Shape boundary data

_ _ _ _ _ _ _

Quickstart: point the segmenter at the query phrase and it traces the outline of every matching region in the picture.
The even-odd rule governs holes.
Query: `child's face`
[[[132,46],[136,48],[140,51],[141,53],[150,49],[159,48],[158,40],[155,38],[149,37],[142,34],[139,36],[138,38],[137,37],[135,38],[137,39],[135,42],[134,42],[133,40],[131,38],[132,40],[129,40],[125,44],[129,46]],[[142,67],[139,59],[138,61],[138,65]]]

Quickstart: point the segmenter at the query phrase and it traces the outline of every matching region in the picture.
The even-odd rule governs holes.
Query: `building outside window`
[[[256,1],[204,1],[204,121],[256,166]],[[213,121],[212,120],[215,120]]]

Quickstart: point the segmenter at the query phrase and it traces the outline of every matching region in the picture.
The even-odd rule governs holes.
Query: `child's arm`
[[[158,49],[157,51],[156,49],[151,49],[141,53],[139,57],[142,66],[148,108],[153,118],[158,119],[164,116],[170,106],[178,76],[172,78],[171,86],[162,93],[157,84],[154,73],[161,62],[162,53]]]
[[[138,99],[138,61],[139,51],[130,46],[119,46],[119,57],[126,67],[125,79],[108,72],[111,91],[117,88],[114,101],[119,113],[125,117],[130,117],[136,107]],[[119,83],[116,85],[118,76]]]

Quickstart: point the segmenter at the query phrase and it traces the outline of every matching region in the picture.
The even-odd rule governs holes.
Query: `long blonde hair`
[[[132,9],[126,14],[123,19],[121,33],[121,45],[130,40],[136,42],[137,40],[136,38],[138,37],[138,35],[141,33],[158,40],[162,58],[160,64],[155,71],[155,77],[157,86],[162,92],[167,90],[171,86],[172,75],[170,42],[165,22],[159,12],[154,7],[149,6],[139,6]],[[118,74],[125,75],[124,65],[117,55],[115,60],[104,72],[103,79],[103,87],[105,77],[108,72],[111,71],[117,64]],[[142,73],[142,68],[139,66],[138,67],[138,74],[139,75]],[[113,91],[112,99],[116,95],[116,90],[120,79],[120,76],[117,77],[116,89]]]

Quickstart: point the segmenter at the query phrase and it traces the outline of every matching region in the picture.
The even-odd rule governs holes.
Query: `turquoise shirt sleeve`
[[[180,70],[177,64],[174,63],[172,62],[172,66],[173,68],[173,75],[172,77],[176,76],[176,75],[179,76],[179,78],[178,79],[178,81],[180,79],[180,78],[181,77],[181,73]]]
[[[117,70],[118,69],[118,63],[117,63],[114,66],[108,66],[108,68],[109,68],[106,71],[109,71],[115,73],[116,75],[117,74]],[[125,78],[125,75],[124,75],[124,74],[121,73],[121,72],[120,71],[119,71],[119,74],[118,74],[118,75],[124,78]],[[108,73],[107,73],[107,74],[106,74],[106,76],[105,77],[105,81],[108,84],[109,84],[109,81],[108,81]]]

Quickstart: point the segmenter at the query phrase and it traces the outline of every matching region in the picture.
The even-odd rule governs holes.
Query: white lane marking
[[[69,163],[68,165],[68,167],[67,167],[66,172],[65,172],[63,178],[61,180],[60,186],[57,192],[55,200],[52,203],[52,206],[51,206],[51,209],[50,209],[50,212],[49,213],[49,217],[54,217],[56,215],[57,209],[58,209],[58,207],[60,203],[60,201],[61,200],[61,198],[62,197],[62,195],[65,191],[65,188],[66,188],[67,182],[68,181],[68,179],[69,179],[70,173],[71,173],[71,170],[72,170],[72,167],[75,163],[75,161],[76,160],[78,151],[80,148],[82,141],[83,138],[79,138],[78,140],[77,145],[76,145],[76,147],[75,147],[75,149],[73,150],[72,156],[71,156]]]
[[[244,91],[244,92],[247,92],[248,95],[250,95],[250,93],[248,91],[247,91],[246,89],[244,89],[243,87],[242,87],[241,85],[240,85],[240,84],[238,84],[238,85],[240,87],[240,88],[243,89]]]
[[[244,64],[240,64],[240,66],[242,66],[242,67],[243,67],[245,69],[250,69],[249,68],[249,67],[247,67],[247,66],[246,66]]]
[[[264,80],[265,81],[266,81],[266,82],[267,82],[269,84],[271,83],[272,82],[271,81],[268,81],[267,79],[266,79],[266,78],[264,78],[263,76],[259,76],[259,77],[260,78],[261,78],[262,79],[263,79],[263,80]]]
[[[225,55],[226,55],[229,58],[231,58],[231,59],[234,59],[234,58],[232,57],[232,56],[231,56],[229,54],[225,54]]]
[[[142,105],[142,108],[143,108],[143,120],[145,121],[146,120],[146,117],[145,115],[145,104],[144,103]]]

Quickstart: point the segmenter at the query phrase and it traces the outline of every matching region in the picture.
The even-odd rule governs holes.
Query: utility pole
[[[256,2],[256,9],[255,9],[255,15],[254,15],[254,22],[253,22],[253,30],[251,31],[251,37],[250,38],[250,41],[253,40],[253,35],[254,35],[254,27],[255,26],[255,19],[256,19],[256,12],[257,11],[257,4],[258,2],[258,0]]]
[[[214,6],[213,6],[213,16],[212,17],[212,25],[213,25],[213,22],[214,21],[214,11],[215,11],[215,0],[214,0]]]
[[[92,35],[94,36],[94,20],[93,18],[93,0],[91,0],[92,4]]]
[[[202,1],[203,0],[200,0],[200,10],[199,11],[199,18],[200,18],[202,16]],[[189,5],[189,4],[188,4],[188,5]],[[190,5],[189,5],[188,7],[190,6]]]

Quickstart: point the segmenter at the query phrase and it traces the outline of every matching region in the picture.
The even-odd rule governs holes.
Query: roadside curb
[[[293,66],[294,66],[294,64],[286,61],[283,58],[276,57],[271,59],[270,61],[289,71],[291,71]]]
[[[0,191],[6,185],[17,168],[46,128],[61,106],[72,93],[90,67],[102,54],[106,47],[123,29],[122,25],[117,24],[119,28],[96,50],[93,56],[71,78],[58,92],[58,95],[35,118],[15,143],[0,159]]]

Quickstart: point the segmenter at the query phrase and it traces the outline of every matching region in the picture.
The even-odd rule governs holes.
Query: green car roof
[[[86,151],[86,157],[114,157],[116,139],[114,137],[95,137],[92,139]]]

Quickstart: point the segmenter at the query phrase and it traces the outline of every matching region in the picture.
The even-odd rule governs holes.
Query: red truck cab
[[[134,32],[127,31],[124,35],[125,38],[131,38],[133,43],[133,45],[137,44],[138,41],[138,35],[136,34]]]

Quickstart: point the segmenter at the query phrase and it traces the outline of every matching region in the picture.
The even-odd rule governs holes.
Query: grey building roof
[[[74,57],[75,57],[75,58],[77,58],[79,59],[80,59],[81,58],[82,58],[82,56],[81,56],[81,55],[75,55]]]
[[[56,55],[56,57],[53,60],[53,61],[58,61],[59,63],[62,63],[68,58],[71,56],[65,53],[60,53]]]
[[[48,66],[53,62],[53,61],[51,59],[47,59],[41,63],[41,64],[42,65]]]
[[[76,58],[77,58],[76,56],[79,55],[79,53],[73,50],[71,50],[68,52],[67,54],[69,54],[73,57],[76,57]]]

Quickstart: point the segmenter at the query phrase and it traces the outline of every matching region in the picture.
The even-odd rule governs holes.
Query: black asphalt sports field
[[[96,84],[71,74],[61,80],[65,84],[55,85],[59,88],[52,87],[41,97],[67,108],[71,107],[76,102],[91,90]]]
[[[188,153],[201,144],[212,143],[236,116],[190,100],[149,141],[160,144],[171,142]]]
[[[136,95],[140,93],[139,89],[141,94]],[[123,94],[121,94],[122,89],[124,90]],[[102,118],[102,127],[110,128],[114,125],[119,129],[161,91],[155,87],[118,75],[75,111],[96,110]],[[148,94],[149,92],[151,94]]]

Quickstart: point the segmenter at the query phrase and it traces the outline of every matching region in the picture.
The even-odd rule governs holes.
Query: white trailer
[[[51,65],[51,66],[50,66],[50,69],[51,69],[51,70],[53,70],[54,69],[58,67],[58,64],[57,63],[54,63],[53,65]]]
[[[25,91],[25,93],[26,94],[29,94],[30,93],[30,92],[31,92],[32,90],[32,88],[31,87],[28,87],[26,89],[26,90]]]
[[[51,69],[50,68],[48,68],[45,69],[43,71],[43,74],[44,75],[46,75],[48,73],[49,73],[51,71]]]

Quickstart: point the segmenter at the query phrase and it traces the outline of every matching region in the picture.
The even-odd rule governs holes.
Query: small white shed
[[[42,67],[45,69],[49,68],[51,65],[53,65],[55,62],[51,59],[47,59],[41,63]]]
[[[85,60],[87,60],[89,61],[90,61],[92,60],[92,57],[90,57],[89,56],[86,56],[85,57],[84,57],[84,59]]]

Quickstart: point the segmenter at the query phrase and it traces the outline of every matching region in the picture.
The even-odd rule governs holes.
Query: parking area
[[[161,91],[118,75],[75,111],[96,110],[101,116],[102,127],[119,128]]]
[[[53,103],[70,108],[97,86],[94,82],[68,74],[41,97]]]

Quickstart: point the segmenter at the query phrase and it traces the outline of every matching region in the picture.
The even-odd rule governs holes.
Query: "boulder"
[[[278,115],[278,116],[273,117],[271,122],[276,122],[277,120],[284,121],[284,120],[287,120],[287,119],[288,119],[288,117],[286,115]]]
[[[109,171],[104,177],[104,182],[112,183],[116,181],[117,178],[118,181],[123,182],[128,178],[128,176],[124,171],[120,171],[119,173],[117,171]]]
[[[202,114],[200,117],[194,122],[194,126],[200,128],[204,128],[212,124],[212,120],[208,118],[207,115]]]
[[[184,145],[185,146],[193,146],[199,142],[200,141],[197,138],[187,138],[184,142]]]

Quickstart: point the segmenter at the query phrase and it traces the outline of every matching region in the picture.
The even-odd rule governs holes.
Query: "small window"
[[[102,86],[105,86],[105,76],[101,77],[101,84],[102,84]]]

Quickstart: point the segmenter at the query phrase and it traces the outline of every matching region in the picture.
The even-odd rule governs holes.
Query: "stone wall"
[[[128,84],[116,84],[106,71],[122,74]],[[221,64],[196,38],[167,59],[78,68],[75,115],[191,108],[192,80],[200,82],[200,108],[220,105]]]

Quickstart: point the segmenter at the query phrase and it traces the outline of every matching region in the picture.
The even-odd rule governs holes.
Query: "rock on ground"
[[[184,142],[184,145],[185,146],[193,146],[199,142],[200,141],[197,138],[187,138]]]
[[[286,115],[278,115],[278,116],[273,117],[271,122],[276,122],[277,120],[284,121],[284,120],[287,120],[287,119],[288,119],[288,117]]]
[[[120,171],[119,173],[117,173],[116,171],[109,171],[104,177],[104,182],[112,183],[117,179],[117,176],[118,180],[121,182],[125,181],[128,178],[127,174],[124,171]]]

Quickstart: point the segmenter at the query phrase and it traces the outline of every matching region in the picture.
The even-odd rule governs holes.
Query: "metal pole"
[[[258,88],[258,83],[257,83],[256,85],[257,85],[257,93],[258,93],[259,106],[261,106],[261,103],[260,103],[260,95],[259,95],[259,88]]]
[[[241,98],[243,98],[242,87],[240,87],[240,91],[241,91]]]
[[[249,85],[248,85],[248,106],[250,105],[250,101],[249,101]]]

_ _ _ _ _ _ _

◆ **Written exercise**
Show every line of the data above that contains the word "pole", copying each one in full.

◆ **Solution**
Query: utility pole
Query: "metal pole"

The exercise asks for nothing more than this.